[Region pointing data]
= = = = = = =

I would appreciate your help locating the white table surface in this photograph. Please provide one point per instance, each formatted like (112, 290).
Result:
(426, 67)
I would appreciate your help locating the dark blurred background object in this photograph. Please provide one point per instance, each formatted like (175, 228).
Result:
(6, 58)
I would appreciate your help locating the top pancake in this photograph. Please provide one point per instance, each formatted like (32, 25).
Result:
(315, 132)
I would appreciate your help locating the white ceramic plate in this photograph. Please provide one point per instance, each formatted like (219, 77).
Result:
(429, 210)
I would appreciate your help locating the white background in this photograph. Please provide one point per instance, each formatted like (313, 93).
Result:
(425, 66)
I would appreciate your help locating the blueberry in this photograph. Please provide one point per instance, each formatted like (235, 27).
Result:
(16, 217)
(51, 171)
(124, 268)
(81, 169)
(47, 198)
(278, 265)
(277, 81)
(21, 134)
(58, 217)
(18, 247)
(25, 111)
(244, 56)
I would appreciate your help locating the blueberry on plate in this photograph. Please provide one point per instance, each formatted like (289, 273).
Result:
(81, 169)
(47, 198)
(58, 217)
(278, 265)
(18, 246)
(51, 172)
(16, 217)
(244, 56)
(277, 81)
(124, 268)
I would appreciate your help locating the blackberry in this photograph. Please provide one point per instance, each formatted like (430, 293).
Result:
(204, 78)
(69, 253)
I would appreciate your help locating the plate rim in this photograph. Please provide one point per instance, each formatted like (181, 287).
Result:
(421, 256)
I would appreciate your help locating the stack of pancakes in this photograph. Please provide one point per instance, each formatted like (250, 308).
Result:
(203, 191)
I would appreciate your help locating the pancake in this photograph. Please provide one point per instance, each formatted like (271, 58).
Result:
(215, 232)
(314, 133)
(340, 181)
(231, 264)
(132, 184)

= = = = = = =

## What to work on
Only the lines from the one with "I would appreciate your help locating the plate" through the end of the records above are to be copied, exactly as written.

## Written solution
I would appreciate your help locating the plate rim in this photograph. Please provide one point per instance, each formatted like (181, 287).
Result:
(421, 256)
I would appreciate your help locating the stack of pancakes in this photograph. Please provide one point per instance, each formatted like (250, 308).
Result:
(203, 191)
I would appreciate your help locating the pancake in this photograph. Please provide one point per instance, each formatted like (271, 58).
Result:
(215, 232)
(314, 133)
(340, 181)
(231, 264)
(132, 184)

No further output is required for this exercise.